■ WHAT YOU NEED TO DO ■
Give back exactly the lines of the entries below from the line with "Target: white plastic mulch film" to the line with "of the dried", inclusive, and only those.

-- DATA FOR ANALYSIS follows --

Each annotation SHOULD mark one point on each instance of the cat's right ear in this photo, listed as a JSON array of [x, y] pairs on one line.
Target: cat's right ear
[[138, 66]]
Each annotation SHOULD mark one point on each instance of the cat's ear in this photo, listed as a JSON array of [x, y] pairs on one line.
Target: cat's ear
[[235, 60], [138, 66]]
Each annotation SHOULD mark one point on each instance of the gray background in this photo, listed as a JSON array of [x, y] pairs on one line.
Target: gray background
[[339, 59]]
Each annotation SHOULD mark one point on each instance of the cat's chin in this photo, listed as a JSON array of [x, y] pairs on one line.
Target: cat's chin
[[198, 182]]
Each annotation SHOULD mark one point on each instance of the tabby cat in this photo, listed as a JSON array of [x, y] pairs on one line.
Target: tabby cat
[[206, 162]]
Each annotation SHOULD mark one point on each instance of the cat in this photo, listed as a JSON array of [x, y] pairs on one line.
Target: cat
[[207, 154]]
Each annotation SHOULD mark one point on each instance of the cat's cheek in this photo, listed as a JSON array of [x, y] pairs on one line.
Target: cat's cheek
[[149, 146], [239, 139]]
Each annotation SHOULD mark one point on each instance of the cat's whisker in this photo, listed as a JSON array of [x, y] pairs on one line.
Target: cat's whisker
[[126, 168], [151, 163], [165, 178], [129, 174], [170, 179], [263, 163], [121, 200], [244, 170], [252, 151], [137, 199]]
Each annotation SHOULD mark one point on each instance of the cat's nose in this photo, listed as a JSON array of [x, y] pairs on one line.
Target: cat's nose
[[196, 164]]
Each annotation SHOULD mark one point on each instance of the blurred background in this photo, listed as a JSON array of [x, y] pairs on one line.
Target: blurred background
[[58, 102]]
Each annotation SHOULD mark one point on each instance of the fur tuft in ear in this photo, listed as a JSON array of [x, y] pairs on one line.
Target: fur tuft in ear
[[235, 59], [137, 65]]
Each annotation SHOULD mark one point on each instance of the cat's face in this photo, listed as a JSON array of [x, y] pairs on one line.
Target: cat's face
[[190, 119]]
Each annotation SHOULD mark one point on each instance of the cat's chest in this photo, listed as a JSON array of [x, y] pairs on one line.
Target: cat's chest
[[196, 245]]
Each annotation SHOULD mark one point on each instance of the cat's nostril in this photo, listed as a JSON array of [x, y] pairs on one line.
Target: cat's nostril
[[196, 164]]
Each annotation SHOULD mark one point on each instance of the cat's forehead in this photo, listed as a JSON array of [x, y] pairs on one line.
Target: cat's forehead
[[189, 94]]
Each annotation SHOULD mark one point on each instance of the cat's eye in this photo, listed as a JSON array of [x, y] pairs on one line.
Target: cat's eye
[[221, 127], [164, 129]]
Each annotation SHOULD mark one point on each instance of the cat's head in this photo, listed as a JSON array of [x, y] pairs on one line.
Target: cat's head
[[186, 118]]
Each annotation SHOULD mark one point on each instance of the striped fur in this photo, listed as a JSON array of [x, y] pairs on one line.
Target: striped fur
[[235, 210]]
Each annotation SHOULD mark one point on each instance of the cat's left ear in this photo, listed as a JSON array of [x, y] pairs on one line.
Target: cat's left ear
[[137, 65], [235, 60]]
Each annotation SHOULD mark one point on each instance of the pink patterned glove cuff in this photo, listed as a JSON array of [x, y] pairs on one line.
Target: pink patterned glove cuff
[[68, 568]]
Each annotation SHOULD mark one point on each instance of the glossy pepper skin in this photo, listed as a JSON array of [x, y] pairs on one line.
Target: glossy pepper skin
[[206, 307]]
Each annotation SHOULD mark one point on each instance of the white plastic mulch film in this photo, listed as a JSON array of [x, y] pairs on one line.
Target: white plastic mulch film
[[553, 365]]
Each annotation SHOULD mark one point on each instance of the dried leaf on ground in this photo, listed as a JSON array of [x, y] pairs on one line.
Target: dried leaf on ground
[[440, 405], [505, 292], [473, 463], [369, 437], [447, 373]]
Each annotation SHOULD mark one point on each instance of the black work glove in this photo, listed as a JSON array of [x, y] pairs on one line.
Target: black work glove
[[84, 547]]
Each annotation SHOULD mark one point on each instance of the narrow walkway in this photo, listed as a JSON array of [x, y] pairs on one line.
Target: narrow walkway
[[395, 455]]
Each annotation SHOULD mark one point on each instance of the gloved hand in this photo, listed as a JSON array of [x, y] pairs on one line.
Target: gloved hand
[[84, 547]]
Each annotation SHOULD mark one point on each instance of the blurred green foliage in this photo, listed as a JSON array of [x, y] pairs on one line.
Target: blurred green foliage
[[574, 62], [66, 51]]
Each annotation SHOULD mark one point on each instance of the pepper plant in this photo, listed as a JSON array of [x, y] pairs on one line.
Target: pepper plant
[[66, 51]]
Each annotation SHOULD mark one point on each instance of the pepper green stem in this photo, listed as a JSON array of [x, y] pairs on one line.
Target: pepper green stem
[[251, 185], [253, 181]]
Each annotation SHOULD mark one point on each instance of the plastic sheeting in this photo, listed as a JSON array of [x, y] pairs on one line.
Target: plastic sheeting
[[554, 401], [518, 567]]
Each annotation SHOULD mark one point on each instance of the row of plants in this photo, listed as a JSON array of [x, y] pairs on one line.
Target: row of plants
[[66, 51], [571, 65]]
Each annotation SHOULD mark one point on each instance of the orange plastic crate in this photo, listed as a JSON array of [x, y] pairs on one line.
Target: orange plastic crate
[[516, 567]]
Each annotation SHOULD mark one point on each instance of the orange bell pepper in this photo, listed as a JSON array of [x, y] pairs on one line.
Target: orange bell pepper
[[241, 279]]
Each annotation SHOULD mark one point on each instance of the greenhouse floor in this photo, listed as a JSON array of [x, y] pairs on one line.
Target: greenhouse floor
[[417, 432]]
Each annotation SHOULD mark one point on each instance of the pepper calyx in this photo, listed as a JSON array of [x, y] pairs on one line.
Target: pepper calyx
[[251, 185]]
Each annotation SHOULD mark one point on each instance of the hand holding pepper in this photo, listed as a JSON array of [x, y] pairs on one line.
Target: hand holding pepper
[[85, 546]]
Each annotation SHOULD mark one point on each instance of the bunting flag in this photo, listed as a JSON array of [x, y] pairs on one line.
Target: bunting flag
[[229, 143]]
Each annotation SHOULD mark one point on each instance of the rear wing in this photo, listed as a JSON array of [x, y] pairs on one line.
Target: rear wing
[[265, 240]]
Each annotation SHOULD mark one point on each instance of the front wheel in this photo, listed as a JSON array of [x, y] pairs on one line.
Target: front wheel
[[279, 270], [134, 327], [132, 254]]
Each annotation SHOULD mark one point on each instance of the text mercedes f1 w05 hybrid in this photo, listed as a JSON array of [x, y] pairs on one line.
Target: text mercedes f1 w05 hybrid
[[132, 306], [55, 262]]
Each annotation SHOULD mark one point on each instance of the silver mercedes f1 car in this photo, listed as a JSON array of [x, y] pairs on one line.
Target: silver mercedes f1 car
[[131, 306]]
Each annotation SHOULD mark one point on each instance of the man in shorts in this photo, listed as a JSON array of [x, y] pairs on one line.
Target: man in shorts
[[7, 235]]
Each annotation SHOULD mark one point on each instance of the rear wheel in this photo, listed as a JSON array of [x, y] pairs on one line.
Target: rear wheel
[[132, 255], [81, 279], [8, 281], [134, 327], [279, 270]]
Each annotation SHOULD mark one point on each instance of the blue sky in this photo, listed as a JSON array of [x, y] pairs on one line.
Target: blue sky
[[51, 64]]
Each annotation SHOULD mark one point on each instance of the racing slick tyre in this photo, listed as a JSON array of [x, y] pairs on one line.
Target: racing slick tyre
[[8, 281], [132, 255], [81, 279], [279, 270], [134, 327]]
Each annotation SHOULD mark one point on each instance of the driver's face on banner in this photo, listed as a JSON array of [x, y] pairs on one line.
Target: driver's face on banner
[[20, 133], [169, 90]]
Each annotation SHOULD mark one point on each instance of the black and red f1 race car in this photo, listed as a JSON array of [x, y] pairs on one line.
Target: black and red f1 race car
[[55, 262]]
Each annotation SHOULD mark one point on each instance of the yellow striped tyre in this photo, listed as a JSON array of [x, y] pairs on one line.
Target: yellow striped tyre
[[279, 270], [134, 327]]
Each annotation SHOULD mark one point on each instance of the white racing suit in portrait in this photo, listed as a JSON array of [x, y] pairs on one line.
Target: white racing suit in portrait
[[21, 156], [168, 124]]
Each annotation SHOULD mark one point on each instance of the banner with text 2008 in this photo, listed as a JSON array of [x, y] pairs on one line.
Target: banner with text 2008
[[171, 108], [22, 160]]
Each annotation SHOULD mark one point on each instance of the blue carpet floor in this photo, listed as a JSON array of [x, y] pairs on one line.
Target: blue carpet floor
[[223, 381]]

-- DATA FOR ANALYSIS concluded --

■ RESULT ■
Target: white plastic mulch film
[[553, 365]]
Each annotation SHOULD mark one point on each instance of the dried leaf on ground in this photo, listed as a JSON array of [x, y] pairs on one line.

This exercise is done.